YOUR GOAL
Transcribe each of the entries exactly.
─── EXERCISE DATA ───
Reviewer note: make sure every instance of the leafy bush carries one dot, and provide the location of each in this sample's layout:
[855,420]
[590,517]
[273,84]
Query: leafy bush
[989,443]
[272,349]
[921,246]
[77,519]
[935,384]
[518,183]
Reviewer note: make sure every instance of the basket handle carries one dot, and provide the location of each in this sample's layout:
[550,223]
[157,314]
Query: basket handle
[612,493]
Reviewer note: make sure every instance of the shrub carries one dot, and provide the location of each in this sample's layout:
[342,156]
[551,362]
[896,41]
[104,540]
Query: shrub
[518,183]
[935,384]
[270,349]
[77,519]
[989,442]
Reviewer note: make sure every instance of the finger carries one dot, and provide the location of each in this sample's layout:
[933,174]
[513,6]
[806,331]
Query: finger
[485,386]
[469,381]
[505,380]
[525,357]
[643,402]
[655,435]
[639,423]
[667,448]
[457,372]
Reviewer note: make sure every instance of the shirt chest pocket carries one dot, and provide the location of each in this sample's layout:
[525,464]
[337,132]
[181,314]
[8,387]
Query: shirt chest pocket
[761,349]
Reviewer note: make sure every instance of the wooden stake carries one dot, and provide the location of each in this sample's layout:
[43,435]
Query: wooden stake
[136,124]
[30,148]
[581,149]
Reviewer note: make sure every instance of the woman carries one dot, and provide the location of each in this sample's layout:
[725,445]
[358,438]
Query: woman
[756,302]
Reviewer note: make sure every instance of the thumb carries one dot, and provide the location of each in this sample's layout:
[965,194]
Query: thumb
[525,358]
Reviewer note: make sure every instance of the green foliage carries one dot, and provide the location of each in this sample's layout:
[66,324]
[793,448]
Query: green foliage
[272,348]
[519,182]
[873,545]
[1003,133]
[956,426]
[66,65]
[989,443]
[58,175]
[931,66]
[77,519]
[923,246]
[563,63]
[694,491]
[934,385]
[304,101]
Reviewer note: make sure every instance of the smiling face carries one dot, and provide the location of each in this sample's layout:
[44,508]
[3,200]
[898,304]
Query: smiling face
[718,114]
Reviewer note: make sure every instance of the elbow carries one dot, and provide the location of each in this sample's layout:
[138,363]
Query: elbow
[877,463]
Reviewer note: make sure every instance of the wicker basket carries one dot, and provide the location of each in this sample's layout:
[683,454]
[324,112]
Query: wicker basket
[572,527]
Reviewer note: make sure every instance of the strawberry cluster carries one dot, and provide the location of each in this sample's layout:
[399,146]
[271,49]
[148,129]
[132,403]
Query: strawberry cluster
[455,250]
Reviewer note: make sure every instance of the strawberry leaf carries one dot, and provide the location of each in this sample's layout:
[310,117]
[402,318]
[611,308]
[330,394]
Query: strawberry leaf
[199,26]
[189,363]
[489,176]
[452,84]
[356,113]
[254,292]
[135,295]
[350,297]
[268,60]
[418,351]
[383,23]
───
SOLVED EXERCISE
Reviewer note: make sure every instance of the leafy bush carries one dot, and provide the location of each in this sample's layout:
[855,420]
[590,517]
[273,84]
Query: leafy bush
[989,443]
[272,349]
[921,246]
[77,519]
[935,384]
[518,183]
Reviewer note: make sure every instance of the basket handle carries one dot, and provide the location of each in this sample's layout:
[550,223]
[157,314]
Query: basket handle
[612,493]
Reviewer note: make sure every instance of the shrub carries one dot, and provide the location of each in this sample's layout:
[342,156]
[551,362]
[896,41]
[104,540]
Query: shrub
[518,183]
[935,384]
[270,349]
[77,519]
[989,442]
Reviewer note: make sure every instance of the finger carries one dot, and provide the location of each in this sample's layout:
[933,174]
[513,6]
[806,331]
Query: finger
[485,386]
[469,381]
[505,380]
[525,357]
[643,402]
[655,435]
[639,423]
[667,448]
[457,372]
Reviewer note: make sure every instance of the shirt chest pocket carries one dot, and provide the location of each in this sample's layout:
[525,464]
[337,132]
[181,314]
[8,387]
Query: shirt chest pocket
[761,349]
Reviewer note: make sure every instance of the wooden stake carries one dot, and provide the location of each in this sample's layout:
[43,435]
Query: wooden stake
[136,124]
[30,148]
[581,149]
Reviewer note: make sure every instance of the woman carries one dot, and provide the location of each in this sample's layout:
[725,445]
[358,438]
Query: woman
[756,302]
Reviewer note: make sure every instance of the thumb carries one dot, and provide the location of each in this sample's layout:
[965,194]
Query: thumb
[525,358]
Reviewer note: make sure every instance of the green foliage carries one dot, and provide the location of each in this sample's layout:
[66,324]
[793,448]
Query: green foliage
[272,348]
[519,182]
[873,545]
[1003,133]
[956,426]
[66,65]
[989,443]
[58,175]
[931,66]
[77,519]
[923,246]
[563,63]
[694,491]
[934,385]
[304,101]
Reviewer note: make sure every instance of the smiling face carries one dot, and provide the location of each in this sample's layout:
[44,508]
[3,200]
[898,304]
Query: smiling face
[718,114]
Reviewer note: make sure every instance of the elbow carries one dot, and provide the location of each in this sample's layout:
[138,363]
Query: elbow
[877,463]
Reviewer note: make sure every instance of the wicker basket carries one dot, and provide the location of each in this sample's layout:
[683,454]
[324,112]
Query: wicker basket
[572,527]
Reviewer note: make sure every instance of the strawberry cluster carries one dot, and provide the location of each in this sample's layout:
[399,146]
[271,49]
[148,129]
[132,403]
Query: strawberry cluster
[455,250]
Reviewer note: make sure every instance of the strawberry leaf carries one dot, and provide the location of each in this sample's layout:
[310,117]
[402,318]
[611,308]
[330,394]
Query: strawberry leaf
[199,26]
[189,363]
[489,176]
[452,84]
[356,113]
[254,292]
[135,295]
[350,297]
[268,60]
[418,351]
[383,23]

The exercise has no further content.